Look in the data below for the line that contains "Tag every instance of the black support". Copy that line and the remaining lines exactly.

# Data for this exercise
◇ ◇ ◇ ◇
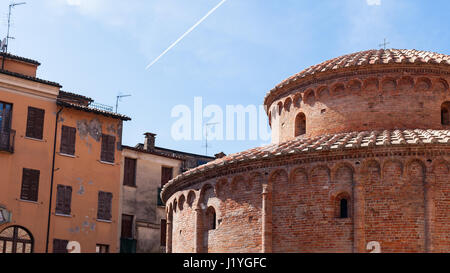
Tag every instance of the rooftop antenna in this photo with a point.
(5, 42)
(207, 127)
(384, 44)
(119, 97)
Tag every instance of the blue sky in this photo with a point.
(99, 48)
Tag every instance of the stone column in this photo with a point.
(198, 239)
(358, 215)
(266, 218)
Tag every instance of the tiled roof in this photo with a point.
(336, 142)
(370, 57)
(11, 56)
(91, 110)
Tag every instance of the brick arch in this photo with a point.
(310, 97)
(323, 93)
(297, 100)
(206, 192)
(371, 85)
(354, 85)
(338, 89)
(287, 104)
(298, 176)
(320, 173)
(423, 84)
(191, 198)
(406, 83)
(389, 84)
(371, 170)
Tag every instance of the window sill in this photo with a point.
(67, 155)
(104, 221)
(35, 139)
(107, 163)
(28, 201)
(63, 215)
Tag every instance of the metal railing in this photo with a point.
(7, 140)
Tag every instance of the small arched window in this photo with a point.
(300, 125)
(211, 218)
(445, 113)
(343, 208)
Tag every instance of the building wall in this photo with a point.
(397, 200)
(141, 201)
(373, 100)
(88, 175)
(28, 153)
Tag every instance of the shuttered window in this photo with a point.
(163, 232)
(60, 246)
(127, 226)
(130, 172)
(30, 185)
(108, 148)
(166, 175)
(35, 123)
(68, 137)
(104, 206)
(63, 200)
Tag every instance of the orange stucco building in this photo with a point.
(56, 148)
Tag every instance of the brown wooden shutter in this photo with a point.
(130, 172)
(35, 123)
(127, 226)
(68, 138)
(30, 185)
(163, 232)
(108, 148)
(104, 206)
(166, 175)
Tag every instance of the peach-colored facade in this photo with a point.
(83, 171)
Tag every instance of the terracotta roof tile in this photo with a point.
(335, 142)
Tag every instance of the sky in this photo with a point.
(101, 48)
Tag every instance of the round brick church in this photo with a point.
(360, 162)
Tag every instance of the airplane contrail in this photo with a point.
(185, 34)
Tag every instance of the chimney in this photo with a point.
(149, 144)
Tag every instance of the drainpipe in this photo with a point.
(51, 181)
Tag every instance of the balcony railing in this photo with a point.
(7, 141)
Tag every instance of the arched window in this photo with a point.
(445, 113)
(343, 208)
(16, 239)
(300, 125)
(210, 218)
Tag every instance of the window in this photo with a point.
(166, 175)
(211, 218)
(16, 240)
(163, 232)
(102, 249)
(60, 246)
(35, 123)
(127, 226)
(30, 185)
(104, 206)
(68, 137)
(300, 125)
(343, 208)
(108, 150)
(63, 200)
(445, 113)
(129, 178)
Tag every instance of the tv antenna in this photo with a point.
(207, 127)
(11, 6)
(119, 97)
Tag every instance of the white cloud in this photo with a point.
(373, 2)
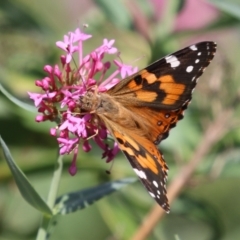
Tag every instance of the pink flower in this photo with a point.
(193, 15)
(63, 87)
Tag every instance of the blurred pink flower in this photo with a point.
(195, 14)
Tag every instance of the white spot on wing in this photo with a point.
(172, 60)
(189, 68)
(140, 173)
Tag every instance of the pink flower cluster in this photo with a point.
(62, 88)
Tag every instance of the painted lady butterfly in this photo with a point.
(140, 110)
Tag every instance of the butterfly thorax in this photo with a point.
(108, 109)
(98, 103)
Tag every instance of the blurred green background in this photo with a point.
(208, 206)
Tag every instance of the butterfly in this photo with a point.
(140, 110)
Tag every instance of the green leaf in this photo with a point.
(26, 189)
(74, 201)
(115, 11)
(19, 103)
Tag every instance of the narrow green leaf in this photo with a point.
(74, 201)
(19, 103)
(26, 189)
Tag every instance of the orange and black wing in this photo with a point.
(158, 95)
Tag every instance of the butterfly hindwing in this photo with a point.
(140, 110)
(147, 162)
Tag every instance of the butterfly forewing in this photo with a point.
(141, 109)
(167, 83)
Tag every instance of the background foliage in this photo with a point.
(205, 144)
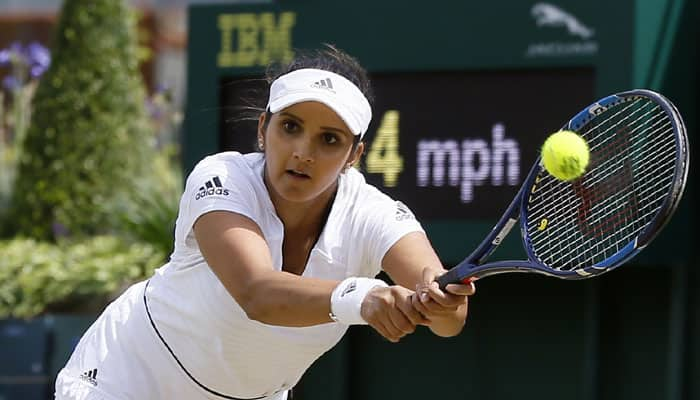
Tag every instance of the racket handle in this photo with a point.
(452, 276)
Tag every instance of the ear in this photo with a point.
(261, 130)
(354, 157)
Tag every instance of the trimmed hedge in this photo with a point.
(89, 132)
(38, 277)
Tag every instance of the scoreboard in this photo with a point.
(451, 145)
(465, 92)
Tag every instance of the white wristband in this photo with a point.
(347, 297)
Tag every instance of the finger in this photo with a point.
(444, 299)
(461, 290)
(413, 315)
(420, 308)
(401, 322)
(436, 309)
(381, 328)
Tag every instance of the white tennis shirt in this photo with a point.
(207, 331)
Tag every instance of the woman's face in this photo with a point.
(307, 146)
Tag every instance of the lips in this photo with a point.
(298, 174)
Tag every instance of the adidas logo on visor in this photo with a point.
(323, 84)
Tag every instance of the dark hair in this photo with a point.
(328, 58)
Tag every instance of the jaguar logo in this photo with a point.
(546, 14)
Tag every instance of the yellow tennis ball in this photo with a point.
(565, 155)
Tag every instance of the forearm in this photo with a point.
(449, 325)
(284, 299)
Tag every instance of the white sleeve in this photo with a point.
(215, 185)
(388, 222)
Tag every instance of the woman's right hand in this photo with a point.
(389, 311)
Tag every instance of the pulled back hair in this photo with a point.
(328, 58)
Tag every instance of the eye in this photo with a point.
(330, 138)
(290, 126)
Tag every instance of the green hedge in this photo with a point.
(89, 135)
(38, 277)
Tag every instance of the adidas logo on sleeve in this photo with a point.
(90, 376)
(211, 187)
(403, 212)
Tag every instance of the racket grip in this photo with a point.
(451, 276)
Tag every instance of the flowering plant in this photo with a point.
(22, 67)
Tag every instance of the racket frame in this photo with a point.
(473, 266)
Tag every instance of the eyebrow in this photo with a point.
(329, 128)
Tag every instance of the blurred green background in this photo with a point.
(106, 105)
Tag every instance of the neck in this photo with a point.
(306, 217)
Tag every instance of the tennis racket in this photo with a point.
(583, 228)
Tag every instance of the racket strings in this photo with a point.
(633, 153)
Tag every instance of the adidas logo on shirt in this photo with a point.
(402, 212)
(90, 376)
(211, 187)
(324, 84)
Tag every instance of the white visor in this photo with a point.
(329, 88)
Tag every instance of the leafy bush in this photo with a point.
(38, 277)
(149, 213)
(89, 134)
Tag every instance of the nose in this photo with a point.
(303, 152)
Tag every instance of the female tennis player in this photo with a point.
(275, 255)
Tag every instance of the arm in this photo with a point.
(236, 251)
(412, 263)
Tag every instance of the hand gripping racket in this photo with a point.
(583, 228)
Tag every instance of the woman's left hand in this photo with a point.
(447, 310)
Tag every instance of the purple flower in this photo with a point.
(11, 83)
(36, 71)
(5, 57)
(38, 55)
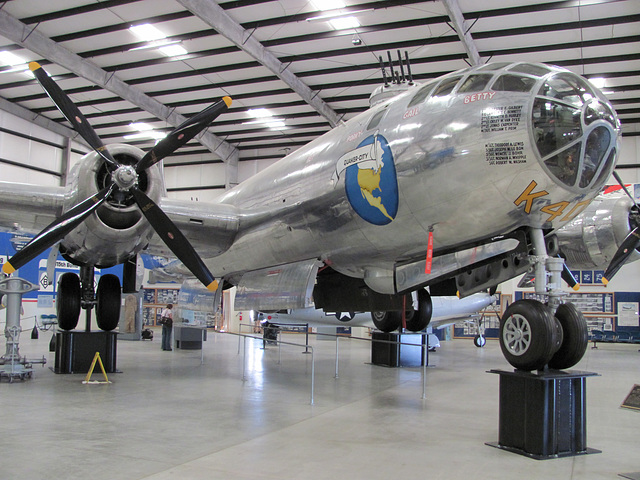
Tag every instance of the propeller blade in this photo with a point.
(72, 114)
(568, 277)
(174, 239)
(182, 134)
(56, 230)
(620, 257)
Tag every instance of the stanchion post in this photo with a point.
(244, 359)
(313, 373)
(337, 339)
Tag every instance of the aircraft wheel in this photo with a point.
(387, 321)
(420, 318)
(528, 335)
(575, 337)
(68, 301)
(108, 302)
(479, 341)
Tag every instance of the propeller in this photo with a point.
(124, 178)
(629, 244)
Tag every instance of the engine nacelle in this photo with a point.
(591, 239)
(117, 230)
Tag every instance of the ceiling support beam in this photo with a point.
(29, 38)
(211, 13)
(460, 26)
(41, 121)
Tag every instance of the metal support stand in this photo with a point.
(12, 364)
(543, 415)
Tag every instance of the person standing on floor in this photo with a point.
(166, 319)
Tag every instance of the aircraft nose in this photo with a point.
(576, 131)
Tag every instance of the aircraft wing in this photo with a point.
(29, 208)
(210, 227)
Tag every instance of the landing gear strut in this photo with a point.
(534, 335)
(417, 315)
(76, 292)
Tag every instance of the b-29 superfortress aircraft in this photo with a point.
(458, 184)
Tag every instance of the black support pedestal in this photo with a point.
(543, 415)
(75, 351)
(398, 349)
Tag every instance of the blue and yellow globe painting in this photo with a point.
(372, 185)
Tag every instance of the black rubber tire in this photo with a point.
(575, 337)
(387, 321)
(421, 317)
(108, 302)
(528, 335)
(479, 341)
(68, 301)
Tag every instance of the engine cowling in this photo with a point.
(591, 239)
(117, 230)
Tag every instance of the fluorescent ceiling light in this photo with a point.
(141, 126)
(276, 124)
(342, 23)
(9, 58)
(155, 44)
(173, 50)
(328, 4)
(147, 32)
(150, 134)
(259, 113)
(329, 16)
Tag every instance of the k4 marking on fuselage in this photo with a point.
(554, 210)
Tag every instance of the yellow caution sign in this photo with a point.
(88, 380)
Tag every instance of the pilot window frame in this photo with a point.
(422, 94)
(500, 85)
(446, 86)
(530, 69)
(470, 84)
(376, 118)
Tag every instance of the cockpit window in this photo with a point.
◇ ◇ ◇ ◇
# Result of the exercise
Tag every instance of the black support pedestal in this photo with a point.
(543, 415)
(75, 351)
(398, 349)
Tag every instance of the blue and yellow globe painting in this photo with a point.
(372, 185)
Tag every instance of the black rubber tire in this photo with a point.
(575, 337)
(387, 321)
(421, 317)
(108, 302)
(528, 335)
(479, 341)
(68, 301)
Tag every instance of the engine cowling in this photo with a point.
(591, 239)
(117, 230)
Tag every instance of the fluorescent ceiling light in this photo with a point.
(141, 126)
(276, 124)
(342, 23)
(9, 58)
(155, 44)
(173, 50)
(328, 4)
(147, 32)
(150, 134)
(259, 113)
(329, 16)
Tag every instance of the k4 marking on fuselage in this photo with a point.
(554, 210)
Tag every instance of the yellow caution sign in this photo with a point.
(88, 380)
Tag every instance of the pilot window frame in this photo with a point.
(422, 94)
(500, 85)
(446, 86)
(530, 69)
(470, 84)
(376, 118)
Tag every instance of the cockpit window in this photo with a point.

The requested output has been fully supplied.